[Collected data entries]
(begin)
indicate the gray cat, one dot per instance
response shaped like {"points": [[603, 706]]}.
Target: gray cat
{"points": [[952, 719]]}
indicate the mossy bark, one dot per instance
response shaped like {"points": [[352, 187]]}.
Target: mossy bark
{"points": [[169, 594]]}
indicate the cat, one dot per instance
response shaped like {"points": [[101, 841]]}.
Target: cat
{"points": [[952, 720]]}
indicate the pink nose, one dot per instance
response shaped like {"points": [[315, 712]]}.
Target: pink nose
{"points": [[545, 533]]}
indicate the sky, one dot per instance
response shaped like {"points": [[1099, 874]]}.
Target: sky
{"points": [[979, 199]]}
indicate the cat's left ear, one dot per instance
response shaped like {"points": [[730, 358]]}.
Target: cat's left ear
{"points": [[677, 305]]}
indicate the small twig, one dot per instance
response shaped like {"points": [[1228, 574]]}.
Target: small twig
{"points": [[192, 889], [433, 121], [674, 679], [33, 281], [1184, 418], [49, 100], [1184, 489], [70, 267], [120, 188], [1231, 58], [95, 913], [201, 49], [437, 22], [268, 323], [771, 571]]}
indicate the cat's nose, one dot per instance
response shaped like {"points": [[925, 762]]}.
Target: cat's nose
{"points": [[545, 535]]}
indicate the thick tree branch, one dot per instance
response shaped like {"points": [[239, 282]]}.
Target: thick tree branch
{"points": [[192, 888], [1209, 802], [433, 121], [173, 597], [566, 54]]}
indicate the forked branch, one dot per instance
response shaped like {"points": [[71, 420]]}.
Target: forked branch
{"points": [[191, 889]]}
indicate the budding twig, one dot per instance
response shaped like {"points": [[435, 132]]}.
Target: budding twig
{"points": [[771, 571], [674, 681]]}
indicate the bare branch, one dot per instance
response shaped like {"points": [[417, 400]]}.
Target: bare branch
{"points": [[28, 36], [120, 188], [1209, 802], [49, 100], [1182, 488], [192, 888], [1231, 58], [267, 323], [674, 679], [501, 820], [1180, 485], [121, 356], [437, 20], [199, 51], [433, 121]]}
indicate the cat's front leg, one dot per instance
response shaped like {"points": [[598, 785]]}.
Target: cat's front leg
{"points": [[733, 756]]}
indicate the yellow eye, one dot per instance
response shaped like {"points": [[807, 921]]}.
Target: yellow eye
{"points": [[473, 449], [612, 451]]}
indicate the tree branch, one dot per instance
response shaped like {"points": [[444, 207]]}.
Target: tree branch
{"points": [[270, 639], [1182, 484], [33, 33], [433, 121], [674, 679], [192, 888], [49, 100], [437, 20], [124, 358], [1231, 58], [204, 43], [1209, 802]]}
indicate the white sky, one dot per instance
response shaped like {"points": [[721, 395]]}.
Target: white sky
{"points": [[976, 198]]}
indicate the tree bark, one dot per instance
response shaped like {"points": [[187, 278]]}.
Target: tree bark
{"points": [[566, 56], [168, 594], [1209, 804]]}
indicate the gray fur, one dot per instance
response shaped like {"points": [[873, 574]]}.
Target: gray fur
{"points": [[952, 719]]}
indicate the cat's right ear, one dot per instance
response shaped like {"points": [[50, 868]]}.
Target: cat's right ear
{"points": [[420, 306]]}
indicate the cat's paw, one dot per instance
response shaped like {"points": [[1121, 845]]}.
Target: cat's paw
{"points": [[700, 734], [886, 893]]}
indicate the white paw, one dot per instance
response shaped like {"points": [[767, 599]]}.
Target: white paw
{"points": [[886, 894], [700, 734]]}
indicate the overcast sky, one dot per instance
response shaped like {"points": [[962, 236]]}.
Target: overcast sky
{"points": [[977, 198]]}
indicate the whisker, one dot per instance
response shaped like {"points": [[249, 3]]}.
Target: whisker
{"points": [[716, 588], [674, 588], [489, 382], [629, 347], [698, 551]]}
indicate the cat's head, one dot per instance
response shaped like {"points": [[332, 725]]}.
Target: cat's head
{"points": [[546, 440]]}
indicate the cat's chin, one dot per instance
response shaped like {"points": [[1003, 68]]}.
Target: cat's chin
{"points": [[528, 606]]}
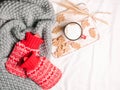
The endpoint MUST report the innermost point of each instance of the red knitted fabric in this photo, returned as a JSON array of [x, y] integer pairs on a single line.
[[41, 71], [21, 49]]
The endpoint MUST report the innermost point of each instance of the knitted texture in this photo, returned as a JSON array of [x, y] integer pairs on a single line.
[[22, 49], [16, 18], [19, 16], [41, 71]]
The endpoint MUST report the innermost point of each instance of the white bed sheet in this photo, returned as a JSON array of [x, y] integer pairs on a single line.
[[97, 66]]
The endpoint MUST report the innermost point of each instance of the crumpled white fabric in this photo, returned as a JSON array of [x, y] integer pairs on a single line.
[[97, 66]]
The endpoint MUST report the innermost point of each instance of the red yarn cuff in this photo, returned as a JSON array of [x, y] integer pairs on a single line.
[[31, 62], [32, 41]]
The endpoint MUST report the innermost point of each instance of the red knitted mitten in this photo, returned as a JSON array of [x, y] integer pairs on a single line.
[[41, 71], [22, 48]]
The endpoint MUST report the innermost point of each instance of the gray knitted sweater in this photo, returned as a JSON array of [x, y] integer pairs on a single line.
[[16, 18]]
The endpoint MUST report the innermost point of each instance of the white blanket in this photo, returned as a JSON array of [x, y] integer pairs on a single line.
[[97, 66]]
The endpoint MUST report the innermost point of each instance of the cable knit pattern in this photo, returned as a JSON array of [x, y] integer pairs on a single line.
(end)
WHAT THE EXERCISE ASKS |
Arrange all of the material above as a numbered list with no blank lines. Leave the pictures out of your answer.

TASK SOLUTION |
1. indicate the gray cat, one dot per instance
2. response shaped like {"points": [[603, 706]]}.
3. Target: gray cat
4. {"points": [[952, 719]]}
5. indicate the mossy bark, one dot per instance
6. response shaped like {"points": [[352, 187]]}.
7. Target: mossy bark
8. {"points": [[169, 594]]}
9. indicate the cat, one dot per instance
10. response shaped like {"points": [[101, 841]]}.
11. Target: cat
12. {"points": [[952, 720]]}
13. indicate the pink nose, one dot per instance
14. response shaped like {"points": [[315, 712]]}.
15. Target: pink nose
16. {"points": [[545, 533]]}
17. indicate the sky, one dot per instance
18. response shaped like {"points": [[1099, 874]]}.
19. Target: sky
20. {"points": [[979, 199]]}
21. indicate the cat's left ear, one dot per instance
22. response shaped like {"points": [[730, 358]]}.
23. Target: cat's left ear
24. {"points": [[677, 305]]}
25. indicate the small twig, one dot per instance
26. response shaped like {"points": [[1228, 574]]}.
27. Target: small twig
28. {"points": [[192, 889], [433, 121], [674, 679], [33, 281], [1184, 418], [49, 100], [1184, 489], [70, 267], [120, 188], [1231, 58], [95, 913], [201, 49], [437, 22], [268, 323], [771, 571]]}
29. indicate the cat's nose, one dot per instance
30. response shaped like {"points": [[925, 762]]}.
31. Target: cat's nose
32. {"points": [[545, 535]]}
33. indicate the thick tree branch, one dot per instance
34. response shaped like {"points": [[239, 282]]}.
35. Target: thick tree branch
36. {"points": [[192, 888], [1209, 802], [433, 121], [173, 597], [566, 54]]}
37. indicate the forked branch, one dot per instance
38. response shaped like {"points": [[71, 420]]}.
39. Target: forked branch
40. {"points": [[191, 889]]}
41. indicate the budding twig, one dot per instance
42. response shaped like {"points": [[435, 132]]}.
43. Target: budding twig
44. {"points": [[771, 571], [674, 681]]}
45. indicate the bare branch, one dot per instance
46. response shaped like {"points": [[417, 400]]}.
47. Target: bare branch
48. {"points": [[28, 36], [120, 188], [1209, 802], [49, 100], [1182, 488], [192, 888], [1231, 58], [267, 323], [674, 679], [501, 820], [1180, 485], [121, 356], [437, 20], [199, 51], [433, 121]]}
49. indicate the cat's front leg, one dot per instance
50. response shaped like {"points": [[598, 785]]}.
51. Target: cat's front leg
52. {"points": [[733, 756]]}
53. indicate the yellow eye, one dot per instance
54. response shaped like {"points": [[807, 921]]}.
55. Target: yellow eye
56. {"points": [[473, 449], [612, 451]]}
57. indicate the tree branch, one dot per instance
58. response shaped like {"points": [[444, 207]]}.
59. Target: tree branch
60. {"points": [[270, 639], [1182, 484], [33, 33], [433, 121], [674, 679], [192, 888], [49, 100], [437, 20], [124, 358], [1231, 58], [204, 43], [1209, 802]]}
61. indicate the white sky, one dot per instance
62. response shaped like {"points": [[721, 395]]}.
63. Target: white sky
64. {"points": [[976, 198]]}
65. indicate the tree bark, one dot per instance
66. response shaped like {"points": [[187, 278]]}.
67. Target: tree bark
68. {"points": [[566, 56], [168, 594], [1209, 804]]}
69. indicate the gray fur, one dot per instance
70. response shaped like {"points": [[873, 574]]}.
71. Target: gray fur
72. {"points": [[952, 719]]}
73. indicate the cat's right ear, one dot per instance
74. response shaped like {"points": [[50, 868]]}.
75. Target: cat's right ear
76. {"points": [[420, 306]]}
77. indicate the cat's paw, one dot per instance
78. response shaped like {"points": [[1121, 845]]}.
79. Target: cat's paw
80. {"points": [[700, 734], [886, 893]]}
81. indicate the white paw, one dot per instance
82. response shaped like {"points": [[767, 599]]}.
83. Target: white paw
84. {"points": [[886, 894], [700, 734]]}
85. indicate the overcast sky, one dot per instance
86. response shaped like {"points": [[962, 236]]}.
87. Target: overcast sky
88. {"points": [[977, 198]]}
89. indicate the whisker, one dot per instance
90. response shaped like {"points": [[249, 3]]}.
91. Target: whisker
92. {"points": [[716, 588], [674, 588], [489, 382], [629, 347], [698, 551]]}
93. indicate the cat's head, one dot per instance
94. response shaped like {"points": [[332, 725]]}.
95. Target: cat's head
96. {"points": [[546, 440]]}
97. indicate the cat's chin, one dot per instance
98. response shaped like {"points": [[1003, 68]]}.
99. Target: cat's chin
100. {"points": [[528, 606]]}
101. The endpoint MUST report the innermost point of each instance of the red knitted fabric in this photo, returned as a JSON array of [x, y] integer pairs on a single line.
102. [[41, 71], [21, 49]]
103. The endpoint MUST report the innermost point of each instance of the knitted texture in this photo, returned as a JSON array of [x, y] integer pairs on a single line.
104. [[22, 49], [16, 18], [19, 16], [41, 71]]
105. The endpoint MUST report the innermost point of each instance of the white bed sheet in this photo, returned as a JSON array of [x, y] integer pairs on a single line.
106. [[97, 66]]
107. The endpoint MUST report the innermost point of each instance of the crumpled white fabric in this photo, returned as a JSON array of [x, y] integer pairs on a single line.
108. [[97, 66]]
109. The endpoint MUST report the innermost point of each instance of the red yarn cuff in this photo, returned as a JSON array of [x, y] integer pairs on a single line.
110. [[31, 62], [32, 41]]
111. The endpoint MUST report the innermost point of each instance of the red knitted mitten in this photo, returned as a JSON array of [x, y] integer pairs on a single line.
112. [[41, 71], [22, 48]]
113. The endpoint MUST report the innermost point of each instance of the gray knitted sweater in this photo, returned as a JSON array of [x, y] integer pairs on a single line.
114. [[16, 18]]
115. The endpoint MUST report the innermost point of each instance of the white blanket in this photo, returned as a JSON array of [x, y] integer pairs on a single line.
116. [[97, 66]]
117. The endpoint MUST report the innermost point of each instance of the cable knit pattern in this photo, returned as a JSON array of [x, y] integer pairs on a single line.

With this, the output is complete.